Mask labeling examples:
---------------
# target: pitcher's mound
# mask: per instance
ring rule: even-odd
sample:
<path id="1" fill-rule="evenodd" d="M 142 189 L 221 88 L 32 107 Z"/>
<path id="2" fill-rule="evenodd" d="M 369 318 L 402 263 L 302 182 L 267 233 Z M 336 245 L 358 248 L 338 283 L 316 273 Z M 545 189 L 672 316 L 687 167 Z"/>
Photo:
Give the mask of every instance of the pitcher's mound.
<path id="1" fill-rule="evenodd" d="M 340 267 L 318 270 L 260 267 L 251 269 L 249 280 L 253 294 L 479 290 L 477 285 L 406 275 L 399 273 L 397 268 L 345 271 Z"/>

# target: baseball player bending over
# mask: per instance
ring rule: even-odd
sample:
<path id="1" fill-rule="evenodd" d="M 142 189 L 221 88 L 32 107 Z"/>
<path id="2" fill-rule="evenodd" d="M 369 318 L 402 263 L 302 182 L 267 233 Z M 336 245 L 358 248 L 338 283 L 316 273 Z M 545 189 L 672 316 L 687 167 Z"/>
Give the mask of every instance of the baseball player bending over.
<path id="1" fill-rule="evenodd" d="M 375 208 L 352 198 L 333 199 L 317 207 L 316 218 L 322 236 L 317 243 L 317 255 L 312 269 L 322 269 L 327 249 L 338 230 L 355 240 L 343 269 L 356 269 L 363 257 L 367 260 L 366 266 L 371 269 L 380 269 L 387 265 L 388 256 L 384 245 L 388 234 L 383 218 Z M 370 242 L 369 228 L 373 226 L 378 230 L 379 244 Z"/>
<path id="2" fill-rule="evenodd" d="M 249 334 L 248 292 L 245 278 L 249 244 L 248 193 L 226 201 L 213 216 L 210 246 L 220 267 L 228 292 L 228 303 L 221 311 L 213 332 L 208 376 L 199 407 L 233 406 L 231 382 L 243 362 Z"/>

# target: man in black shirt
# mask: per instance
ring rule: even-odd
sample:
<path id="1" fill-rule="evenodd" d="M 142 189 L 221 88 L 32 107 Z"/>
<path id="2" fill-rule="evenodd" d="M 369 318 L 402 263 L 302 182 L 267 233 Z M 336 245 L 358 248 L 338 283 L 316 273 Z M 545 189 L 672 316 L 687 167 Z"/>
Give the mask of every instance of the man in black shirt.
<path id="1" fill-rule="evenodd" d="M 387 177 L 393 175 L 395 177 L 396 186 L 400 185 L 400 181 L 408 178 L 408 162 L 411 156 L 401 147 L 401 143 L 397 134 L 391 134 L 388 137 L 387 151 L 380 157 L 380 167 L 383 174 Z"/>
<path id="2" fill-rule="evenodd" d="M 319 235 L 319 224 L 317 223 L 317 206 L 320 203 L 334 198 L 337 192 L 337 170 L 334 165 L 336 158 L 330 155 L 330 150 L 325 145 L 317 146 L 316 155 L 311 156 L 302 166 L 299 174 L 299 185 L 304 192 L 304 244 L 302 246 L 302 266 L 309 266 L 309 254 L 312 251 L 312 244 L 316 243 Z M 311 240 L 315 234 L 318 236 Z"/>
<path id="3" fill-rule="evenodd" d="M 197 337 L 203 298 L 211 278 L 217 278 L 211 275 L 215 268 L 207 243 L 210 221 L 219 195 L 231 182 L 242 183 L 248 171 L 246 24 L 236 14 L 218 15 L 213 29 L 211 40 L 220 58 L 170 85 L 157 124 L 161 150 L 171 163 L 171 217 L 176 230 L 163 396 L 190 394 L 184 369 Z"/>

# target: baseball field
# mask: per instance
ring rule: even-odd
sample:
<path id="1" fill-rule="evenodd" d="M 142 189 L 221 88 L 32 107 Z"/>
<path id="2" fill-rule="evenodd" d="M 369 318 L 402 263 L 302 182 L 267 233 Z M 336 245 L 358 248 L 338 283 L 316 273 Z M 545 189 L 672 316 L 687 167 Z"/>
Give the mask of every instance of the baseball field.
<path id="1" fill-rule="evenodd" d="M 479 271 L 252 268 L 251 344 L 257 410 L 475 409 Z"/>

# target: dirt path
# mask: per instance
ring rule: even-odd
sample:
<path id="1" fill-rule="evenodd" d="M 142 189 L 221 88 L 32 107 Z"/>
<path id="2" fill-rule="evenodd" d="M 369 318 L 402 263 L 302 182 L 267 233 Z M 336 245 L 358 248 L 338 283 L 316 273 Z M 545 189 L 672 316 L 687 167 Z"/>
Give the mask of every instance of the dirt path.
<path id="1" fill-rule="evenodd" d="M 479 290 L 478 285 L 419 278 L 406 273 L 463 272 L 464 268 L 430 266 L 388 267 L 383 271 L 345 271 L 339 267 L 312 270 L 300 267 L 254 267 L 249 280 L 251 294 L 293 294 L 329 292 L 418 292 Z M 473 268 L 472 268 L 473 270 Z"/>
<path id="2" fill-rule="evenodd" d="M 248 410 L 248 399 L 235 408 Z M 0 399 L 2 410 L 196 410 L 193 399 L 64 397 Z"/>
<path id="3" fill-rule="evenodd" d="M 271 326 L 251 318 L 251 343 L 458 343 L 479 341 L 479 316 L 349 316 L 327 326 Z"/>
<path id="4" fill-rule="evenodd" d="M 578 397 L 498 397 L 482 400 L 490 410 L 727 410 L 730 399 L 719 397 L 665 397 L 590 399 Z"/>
---------------
* EXERCISE TASK: Rename "ring rule" to "fill rule" throughout the records above, keeping every other line unchanged.

* TASK OUTPUT:
# target: pitcher's mound
# mask: per instance
fill rule: even-odd
sample:
<path id="1" fill-rule="evenodd" d="M 142 189 L 221 88 L 32 107 Z"/>
<path id="2" fill-rule="evenodd" d="M 369 318 L 402 263 L 302 182 L 267 233 Z M 336 245 L 358 248 L 338 283 L 316 273 Z M 545 189 L 672 316 L 687 167 Z"/>
Photo:
Give the mask of every instance of the pitcher's mound.
<path id="1" fill-rule="evenodd" d="M 340 267 L 318 270 L 260 267 L 251 269 L 249 280 L 253 294 L 479 290 L 477 285 L 406 275 L 399 273 L 397 268 L 345 271 Z"/>

# target: baseball player bending over
# mask: per instance
fill rule: even-odd
sample:
<path id="1" fill-rule="evenodd" d="M 142 189 L 221 88 L 32 107 Z"/>
<path id="2" fill-rule="evenodd" d="M 369 318 L 402 263 L 302 182 L 267 233 Z M 336 245 L 358 248 L 338 283 L 316 273 Z M 545 189 L 672 316 L 687 167 Z"/>
Give the mask of every instance of the baseball player bending over.
<path id="1" fill-rule="evenodd" d="M 375 208 L 352 198 L 333 199 L 317 207 L 316 218 L 322 236 L 317 243 L 317 255 L 312 269 L 322 269 L 327 249 L 338 230 L 355 240 L 343 269 L 356 269 L 363 257 L 367 260 L 366 266 L 371 269 L 380 269 L 387 265 L 388 256 L 384 245 L 388 234 L 383 218 Z M 370 242 L 369 228 L 373 226 L 378 230 L 379 244 Z"/>
<path id="2" fill-rule="evenodd" d="M 249 334 L 248 292 L 245 278 L 249 244 L 248 193 L 226 201 L 213 216 L 210 246 L 220 267 L 228 292 L 228 303 L 221 311 L 213 332 L 208 376 L 199 407 L 233 406 L 231 382 L 243 362 Z"/>

# target: man in black shirt
# mask: per instance
fill rule: even-odd
sample:
<path id="1" fill-rule="evenodd" d="M 142 189 L 221 88 L 32 107 Z"/>
<path id="2" fill-rule="evenodd" d="M 369 318 L 402 263 L 302 182 L 267 233 Z M 336 245 L 358 248 L 338 283 L 316 273 Z M 545 189 L 672 316 L 687 167 Z"/>
Give the mask of every instance of the man in black shirt.
<path id="1" fill-rule="evenodd" d="M 387 177 L 393 175 L 395 177 L 396 186 L 400 185 L 400 181 L 408 178 L 408 162 L 411 156 L 401 147 L 401 143 L 397 134 L 391 134 L 388 137 L 387 151 L 380 157 L 380 167 L 383 174 Z"/>
<path id="2" fill-rule="evenodd" d="M 319 235 L 319 224 L 317 223 L 317 206 L 320 203 L 334 198 L 337 192 L 337 170 L 334 165 L 336 158 L 330 155 L 330 150 L 325 145 L 317 146 L 316 155 L 311 156 L 302 166 L 299 174 L 299 185 L 304 192 L 304 244 L 302 246 L 302 266 L 309 266 L 309 254 L 312 251 L 312 244 L 316 243 Z M 311 240 L 315 234 L 318 236 Z"/>
<path id="3" fill-rule="evenodd" d="M 197 337 L 203 298 L 211 278 L 217 278 L 211 275 L 215 268 L 207 243 L 210 221 L 219 195 L 231 182 L 242 183 L 248 171 L 246 24 L 236 14 L 218 15 L 213 29 L 211 40 L 220 58 L 170 85 L 157 124 L 161 150 L 171 163 L 171 217 L 176 230 L 163 396 L 190 394 L 184 369 Z"/>

# target: baseball field
# mask: per instance
fill rule: even-odd
sample:
<path id="1" fill-rule="evenodd" d="M 142 189 L 221 88 L 32 107 Z"/>
<path id="2" fill-rule="evenodd" d="M 369 318 L 402 263 L 302 182 L 267 233 Z M 336 245 L 358 248 L 338 283 L 316 273 Z M 545 189 L 672 316 L 687 167 Z"/>
Give the mask of every instance of the baseball field.
<path id="1" fill-rule="evenodd" d="M 479 271 L 252 268 L 251 344 L 257 410 L 475 409 Z"/>

# target: dirt path
# mask: per instance
fill rule: even-odd
sample:
<path id="1" fill-rule="evenodd" d="M 142 189 L 221 88 L 32 107 Z"/>
<path id="2" fill-rule="evenodd" d="M 369 318 L 402 263 L 302 182 L 267 233 Z M 336 245 L 358 248 L 338 283 L 316 273 Z M 545 189 L 672 316 L 687 167 Z"/>
Give the mask of every instance of the dirt path.
<path id="1" fill-rule="evenodd" d="M 479 290 L 478 285 L 419 278 L 406 273 L 463 272 L 464 268 L 430 266 L 388 267 L 383 271 L 345 271 L 339 267 L 312 270 L 300 267 L 254 267 L 249 280 L 251 294 L 293 294 L 329 292 L 418 292 Z M 473 268 L 472 268 L 473 270 Z"/>
<path id="2" fill-rule="evenodd" d="M 248 410 L 248 399 L 235 408 Z M 0 399 L 2 410 L 196 410 L 193 399 L 64 397 Z"/>
<path id="3" fill-rule="evenodd" d="M 271 326 L 251 318 L 251 343 L 458 343 L 479 341 L 479 316 L 349 316 L 327 326 Z"/>
<path id="4" fill-rule="evenodd" d="M 578 397 L 498 397 L 482 400 L 490 410 L 727 410 L 730 399 L 719 397 L 665 397 L 590 399 Z"/>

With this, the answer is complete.